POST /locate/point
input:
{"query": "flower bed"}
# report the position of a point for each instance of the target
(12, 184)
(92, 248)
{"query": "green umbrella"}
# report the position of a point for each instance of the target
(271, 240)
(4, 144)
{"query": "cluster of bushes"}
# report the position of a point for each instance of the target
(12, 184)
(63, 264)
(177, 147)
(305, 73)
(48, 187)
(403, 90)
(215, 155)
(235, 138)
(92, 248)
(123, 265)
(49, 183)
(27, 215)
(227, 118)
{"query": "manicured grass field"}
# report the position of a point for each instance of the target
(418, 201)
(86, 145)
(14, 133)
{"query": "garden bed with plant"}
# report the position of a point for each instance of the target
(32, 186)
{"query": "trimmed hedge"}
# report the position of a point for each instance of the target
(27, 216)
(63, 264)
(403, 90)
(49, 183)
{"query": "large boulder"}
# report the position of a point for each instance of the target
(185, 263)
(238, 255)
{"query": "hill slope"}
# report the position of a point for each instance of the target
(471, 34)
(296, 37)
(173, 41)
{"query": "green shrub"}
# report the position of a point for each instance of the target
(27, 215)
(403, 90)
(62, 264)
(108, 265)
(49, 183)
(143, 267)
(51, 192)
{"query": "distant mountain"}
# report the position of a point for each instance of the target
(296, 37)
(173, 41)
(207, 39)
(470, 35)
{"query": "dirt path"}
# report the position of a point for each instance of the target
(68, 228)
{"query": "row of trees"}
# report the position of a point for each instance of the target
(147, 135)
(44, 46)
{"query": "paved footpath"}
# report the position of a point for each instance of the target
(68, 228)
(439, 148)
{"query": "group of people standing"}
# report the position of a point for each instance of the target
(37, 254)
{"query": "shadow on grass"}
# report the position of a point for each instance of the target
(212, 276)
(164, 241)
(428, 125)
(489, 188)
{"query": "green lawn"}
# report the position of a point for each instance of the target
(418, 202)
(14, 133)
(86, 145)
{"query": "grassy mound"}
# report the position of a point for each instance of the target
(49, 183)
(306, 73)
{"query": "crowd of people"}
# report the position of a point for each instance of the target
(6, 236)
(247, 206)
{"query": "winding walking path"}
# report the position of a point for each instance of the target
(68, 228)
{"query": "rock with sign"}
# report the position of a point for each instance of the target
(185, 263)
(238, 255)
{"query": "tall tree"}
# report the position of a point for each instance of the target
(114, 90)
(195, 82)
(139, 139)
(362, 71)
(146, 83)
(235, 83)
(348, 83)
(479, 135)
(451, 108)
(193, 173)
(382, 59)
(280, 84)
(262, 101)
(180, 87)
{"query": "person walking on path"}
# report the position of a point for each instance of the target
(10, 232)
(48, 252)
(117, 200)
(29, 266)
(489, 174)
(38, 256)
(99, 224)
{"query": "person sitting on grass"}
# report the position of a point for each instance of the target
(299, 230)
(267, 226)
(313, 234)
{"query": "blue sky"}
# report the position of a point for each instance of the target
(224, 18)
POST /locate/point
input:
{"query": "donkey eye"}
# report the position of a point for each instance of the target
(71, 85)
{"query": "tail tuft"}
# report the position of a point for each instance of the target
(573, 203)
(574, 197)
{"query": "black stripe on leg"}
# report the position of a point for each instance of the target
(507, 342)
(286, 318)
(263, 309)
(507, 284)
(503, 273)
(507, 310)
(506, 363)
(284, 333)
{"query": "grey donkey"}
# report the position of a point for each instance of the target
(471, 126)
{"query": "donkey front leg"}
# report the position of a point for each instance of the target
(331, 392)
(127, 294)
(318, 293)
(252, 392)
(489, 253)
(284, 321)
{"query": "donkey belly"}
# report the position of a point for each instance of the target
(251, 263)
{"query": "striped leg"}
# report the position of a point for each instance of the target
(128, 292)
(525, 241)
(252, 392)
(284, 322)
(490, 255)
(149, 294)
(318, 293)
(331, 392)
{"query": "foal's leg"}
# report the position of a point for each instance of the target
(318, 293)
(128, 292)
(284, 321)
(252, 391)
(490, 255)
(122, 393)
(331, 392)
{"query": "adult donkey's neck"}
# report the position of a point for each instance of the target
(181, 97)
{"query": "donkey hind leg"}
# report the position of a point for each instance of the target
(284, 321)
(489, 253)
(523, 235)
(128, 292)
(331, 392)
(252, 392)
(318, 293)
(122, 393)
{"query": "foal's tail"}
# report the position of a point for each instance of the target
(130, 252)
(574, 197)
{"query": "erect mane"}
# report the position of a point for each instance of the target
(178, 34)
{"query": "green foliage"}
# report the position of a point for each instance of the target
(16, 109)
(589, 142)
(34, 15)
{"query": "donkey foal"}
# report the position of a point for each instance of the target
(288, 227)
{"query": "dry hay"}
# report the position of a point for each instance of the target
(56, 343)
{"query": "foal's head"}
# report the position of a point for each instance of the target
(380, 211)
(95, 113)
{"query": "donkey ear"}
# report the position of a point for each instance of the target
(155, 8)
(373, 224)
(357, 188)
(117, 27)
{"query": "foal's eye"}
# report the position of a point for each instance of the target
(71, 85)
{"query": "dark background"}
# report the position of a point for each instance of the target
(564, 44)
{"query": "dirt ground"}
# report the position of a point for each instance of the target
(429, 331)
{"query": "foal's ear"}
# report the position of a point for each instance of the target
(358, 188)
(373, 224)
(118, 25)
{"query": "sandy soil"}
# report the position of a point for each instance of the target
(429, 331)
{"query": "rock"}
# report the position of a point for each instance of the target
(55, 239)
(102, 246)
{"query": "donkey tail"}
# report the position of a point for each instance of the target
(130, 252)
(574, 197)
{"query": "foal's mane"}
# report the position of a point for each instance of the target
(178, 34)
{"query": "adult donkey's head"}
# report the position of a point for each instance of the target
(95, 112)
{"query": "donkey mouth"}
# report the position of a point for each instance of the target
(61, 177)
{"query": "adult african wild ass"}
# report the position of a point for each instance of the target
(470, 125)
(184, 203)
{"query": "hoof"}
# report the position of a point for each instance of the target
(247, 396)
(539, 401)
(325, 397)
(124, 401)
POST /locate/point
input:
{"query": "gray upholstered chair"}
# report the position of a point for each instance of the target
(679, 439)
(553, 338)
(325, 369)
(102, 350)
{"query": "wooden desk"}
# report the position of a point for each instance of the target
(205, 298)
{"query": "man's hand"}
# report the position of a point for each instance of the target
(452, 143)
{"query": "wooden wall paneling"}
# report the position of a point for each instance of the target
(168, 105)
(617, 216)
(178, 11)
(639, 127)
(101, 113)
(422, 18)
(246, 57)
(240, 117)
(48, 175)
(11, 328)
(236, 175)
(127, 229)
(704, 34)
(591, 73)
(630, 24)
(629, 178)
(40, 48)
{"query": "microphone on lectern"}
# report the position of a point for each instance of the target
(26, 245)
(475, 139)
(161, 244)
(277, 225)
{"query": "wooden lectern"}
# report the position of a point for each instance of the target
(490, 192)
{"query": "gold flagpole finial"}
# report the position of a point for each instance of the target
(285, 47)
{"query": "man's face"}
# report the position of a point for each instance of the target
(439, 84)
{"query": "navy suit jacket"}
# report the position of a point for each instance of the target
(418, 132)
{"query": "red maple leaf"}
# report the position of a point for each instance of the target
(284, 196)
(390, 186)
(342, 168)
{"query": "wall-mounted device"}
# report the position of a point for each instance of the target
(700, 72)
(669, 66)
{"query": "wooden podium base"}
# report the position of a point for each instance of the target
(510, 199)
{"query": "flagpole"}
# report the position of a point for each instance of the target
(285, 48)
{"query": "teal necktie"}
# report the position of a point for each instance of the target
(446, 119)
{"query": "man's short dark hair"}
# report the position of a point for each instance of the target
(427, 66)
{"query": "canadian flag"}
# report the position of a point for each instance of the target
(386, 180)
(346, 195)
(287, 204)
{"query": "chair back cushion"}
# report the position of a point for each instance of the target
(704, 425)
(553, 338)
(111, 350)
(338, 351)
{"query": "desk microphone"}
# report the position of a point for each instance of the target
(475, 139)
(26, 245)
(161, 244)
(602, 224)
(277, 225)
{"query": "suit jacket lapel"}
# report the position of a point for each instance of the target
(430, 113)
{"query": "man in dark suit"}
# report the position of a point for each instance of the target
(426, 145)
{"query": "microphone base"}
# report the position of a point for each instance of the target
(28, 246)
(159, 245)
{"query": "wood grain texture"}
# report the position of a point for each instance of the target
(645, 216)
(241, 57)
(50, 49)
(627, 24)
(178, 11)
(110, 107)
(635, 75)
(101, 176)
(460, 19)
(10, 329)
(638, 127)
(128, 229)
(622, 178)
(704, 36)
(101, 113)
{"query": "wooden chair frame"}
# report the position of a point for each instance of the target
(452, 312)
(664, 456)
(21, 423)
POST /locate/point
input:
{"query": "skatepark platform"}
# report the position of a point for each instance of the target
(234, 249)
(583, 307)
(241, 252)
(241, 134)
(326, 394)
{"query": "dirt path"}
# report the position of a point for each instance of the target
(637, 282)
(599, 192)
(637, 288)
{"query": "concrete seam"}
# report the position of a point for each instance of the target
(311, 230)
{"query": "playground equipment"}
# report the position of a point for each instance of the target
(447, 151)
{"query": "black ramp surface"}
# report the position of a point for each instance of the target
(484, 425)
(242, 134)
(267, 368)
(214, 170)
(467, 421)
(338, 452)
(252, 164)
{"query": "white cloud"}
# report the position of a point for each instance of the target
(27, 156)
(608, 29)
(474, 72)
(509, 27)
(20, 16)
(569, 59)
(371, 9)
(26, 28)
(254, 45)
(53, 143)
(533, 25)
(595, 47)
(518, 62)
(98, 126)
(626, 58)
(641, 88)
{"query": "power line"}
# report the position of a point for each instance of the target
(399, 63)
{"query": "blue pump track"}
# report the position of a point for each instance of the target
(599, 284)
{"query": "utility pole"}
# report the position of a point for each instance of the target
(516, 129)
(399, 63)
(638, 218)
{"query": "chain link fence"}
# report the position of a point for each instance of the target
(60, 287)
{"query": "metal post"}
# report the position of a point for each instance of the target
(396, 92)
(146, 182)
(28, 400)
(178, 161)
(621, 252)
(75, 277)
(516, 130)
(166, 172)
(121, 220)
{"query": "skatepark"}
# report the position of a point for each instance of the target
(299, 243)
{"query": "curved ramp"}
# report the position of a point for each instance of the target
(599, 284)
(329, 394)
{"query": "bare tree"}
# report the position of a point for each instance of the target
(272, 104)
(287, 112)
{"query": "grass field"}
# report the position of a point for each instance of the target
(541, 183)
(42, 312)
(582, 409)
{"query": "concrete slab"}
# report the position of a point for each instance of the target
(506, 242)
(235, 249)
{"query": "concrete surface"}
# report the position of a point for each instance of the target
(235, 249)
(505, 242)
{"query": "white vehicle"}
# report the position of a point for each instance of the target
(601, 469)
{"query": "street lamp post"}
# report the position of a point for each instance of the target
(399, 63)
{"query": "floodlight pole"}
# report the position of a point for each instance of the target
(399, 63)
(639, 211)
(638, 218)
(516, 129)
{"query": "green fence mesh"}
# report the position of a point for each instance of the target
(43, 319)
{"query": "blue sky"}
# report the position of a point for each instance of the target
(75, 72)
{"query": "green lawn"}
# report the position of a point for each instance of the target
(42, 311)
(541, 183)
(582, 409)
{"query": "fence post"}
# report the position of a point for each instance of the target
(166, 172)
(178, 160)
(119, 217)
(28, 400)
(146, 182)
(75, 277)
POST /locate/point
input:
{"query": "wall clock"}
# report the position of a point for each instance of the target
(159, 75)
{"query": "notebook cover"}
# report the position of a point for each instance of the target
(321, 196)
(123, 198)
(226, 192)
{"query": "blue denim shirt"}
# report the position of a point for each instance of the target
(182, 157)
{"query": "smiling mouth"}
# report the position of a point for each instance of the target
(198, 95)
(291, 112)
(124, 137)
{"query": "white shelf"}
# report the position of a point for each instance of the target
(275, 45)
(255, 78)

▸ **Problem requirements**:
Scan the data above and state how many of its lines contain the string "flagpole", with no other content.

▸ **Response box**:
2